▶ _TEXTO PARA LEITURA_:
___
Não é demais afirmar que o método de transcendência, que assim se opõe passo a passo a qualquer método de imanência, deve muito, nos seus fundamentos, ao criacionismo formulado em 1912 pelo filósofo Leonardo Coimbra. O criacionismo é mais um método que uma doutrina. Menos, pois, que a fórmula de um sistema próprio, que também o é, o método leonardino é um método de pensamento, uma forma, pois, de pensar, mas também de estar, de ser e de agir. O seu modo de ser dialético também aceita que a imanência e a transcendência são conceitos recíprocos para a elucidação do real e para a marcha do pensamento influída pelo verbo transcender.

Todas as vezes que trocamos o eixo da transcendência pelo da imanência fazemos ato de restringir e descarnar a realidade. É precisamente isso que acontece quando caio na tentação contrária de definir o outro pelas lógicas do imanentismo. Isso aplica-se ao ser. Isso aplica-se ao ser humano. Eles têm em comum o que designo por alteridades transcendentes. É como alteridades que os abrigo da violência e do aniquilamento. Como alteridades dimensionam-se eticamente, resistem no seu ser moral como apelo de consciências concretas ao meu cuidado. Isto é tão válido para o ser e o ser humano como para a natureza, que constitui uma alteridade a ser protegida. A razão ecológica fundamental do saber transporta no seu ADN o cuidado do outro como outro. A alteridade só é verdadeira quando a legitimo como transcendente ao mesmo, mesmo que a conhece ou quer conhecer ou com ela comunica ou dialoga.

Reconheço aqui que tem razão Emmanuel Lévinas em pensar o ser ético do ser humano como o que verdadeiramente deverá ser pensado: ele é algo intematizável que resiste ao mesmo e às lógicas do mesmo, situando-se o outro numa relação de não reciprocidade com o mesmo. Sob esta não reciprocidade esconde-se a ideia de uma transcendência do outro que arranca da aceitação de que é o outro o que mais importa, o que tem toda a prioridade (ética) sobre o mesmo. O valor da não reciprocidade, que significa que o outro e o mesmo não são recíprocos (no exemplo contrário, só há amizade entre recíprocos), dá ao outro um estatuto sem referência de proporcionalidade e de patente assimetria com o mesmo. Entendo que o pensador judeu foi, assim, menos sensível à reciprocidade, que tem de contar-se, pois que introduz a lei, a justiça e o contrato social, nomeadamente influindo no conceito de pessoa enquanto cidadão, que, como tal, vive na sociedade em reciprocidade, na qual os cidadãos são, em verdade, recíprocos, sujeitos ativos e passivos da ordem social onde se integram como indivíduos que têm (ou devem ter) os mesmos direitos e deveres, não sendo um mais do que o outro, segundo uma base democrática e igualitária em direitos e deveres.
___
▶ _LINHAS EXTRAÍDAS_:
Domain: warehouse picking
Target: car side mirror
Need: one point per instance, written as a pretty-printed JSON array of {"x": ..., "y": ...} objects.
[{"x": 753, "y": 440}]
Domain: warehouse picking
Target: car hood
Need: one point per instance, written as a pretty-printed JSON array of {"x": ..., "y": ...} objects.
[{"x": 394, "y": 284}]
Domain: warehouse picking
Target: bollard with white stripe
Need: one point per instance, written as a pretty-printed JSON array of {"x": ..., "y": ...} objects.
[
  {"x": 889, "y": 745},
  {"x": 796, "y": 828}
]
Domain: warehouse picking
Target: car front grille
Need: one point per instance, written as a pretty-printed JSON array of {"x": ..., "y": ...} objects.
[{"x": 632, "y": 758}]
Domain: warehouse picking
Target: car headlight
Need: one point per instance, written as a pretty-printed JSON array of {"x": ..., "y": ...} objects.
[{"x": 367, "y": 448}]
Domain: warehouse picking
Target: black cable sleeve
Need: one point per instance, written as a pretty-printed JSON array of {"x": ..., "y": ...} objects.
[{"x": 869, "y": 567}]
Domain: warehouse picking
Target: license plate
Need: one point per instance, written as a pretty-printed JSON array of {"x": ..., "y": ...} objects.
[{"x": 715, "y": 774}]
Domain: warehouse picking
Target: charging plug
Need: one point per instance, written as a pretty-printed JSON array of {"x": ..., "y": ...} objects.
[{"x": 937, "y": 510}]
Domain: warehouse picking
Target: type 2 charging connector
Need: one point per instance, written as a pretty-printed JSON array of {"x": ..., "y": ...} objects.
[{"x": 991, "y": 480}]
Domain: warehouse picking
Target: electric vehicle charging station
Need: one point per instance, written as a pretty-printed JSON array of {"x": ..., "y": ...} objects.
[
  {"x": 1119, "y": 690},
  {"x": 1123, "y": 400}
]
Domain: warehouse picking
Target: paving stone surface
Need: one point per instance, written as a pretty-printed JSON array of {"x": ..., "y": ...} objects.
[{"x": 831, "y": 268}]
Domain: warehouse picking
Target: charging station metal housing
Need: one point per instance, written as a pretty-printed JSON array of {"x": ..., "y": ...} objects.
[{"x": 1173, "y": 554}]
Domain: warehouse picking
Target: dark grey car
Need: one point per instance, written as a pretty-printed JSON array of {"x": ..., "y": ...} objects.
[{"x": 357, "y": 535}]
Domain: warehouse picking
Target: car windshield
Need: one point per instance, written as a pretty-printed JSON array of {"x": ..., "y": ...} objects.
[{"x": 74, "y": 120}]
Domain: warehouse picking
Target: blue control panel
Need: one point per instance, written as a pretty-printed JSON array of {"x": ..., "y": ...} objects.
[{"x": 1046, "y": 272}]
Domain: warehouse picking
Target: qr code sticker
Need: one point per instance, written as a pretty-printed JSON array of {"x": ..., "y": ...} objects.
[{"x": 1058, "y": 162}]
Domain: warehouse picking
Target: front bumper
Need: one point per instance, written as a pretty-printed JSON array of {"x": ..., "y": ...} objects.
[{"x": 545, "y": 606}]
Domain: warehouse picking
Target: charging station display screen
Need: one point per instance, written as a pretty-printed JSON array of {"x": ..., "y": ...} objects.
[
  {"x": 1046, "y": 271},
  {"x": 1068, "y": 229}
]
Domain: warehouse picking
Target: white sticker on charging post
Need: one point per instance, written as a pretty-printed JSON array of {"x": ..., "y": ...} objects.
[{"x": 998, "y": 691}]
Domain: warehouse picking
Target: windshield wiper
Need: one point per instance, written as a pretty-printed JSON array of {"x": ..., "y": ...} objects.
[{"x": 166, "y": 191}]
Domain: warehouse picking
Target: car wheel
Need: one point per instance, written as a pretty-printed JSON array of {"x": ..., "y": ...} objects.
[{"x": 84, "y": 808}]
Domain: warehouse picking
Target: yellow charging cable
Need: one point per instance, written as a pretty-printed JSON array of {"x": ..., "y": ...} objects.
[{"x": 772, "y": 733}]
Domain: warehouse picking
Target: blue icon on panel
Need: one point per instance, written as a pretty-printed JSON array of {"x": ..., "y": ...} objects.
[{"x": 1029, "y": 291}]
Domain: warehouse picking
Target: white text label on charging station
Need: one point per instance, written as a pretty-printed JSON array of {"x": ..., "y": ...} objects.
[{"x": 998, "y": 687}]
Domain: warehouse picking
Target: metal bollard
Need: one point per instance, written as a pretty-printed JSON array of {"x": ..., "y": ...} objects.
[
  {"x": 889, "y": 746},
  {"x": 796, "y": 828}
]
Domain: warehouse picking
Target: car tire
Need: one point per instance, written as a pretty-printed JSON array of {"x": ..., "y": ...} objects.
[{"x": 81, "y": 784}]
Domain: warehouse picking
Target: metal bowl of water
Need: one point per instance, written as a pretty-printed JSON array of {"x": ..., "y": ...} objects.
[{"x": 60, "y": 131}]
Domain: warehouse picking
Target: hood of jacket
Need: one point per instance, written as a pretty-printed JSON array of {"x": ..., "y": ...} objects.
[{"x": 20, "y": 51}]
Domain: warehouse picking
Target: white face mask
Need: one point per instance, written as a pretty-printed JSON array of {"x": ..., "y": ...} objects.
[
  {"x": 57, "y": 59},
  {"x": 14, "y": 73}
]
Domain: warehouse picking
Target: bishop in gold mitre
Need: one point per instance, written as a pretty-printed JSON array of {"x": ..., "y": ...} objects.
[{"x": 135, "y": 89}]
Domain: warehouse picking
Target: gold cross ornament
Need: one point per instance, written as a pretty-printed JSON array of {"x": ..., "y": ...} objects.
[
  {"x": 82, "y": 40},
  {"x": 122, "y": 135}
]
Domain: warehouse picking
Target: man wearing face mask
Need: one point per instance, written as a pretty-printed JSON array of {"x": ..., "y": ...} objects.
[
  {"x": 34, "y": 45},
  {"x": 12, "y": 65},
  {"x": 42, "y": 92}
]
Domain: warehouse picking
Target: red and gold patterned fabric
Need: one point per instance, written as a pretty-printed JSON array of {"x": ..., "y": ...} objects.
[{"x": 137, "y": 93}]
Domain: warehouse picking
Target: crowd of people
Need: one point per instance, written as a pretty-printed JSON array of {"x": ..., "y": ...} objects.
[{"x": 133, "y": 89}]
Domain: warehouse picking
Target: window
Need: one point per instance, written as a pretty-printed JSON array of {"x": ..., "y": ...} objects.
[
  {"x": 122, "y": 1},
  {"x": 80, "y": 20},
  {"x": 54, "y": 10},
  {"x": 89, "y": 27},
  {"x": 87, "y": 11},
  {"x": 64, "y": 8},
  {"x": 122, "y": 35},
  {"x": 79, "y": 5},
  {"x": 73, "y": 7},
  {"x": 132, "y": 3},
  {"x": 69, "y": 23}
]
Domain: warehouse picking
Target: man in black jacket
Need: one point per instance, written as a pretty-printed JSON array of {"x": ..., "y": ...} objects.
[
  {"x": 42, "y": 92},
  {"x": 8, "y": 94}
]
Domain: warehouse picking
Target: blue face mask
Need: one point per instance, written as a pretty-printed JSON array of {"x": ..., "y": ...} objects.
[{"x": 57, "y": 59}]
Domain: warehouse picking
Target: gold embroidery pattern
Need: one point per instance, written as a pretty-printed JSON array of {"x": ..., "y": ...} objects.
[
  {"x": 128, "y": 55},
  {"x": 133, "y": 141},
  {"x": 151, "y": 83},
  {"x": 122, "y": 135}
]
___
▶ _TAREFAS A REALIZAR_:
a. Transcreva do texto sobre transcendência e alteridade o segmento que vai de "Todas as vezes" até "comunica ou dialoga.", incluindo este último.
b. Segundo o texto sobre transcendência e alteridade, em que ano o filósofo Leonardo Coimbra formulou o criacionismo?

▶ _RESPOSTAS APRESENTADAS_:
a.
Todas as vezes que trocamos o eixo da transcendência pelo da imanência fazemos ato de restringir e descarnar a realidade. É precisamente isso que acontece quando caio na tentação contrária de definir o outro pelas lógicas do imanentismo. Isso aplica-se ao ser. Isso aplica-se ao ser humano. Eles têm em comum o que designo por alteridades transcendentes. É como alteridades que os abrigo da violência e do aniquilamento. Como alteridades dimensionam-se eticamente, resistem no seu ser moral como apelo de consciências concretas ao meu cuidado. Isto é tão válido para o ser e o ser humano como para a natureza, que constitui uma alteridade a ser protegida. A razão ecológica fundamental do saber transporta no seu ADN o cuidado do outro como outro. A alteridade só é verdadeira quando a legitimo como transcendente ao mesmo, mesmo que a conhece ou quer conhecer ou com ela comunica ou dialoga.

b. Em 1912.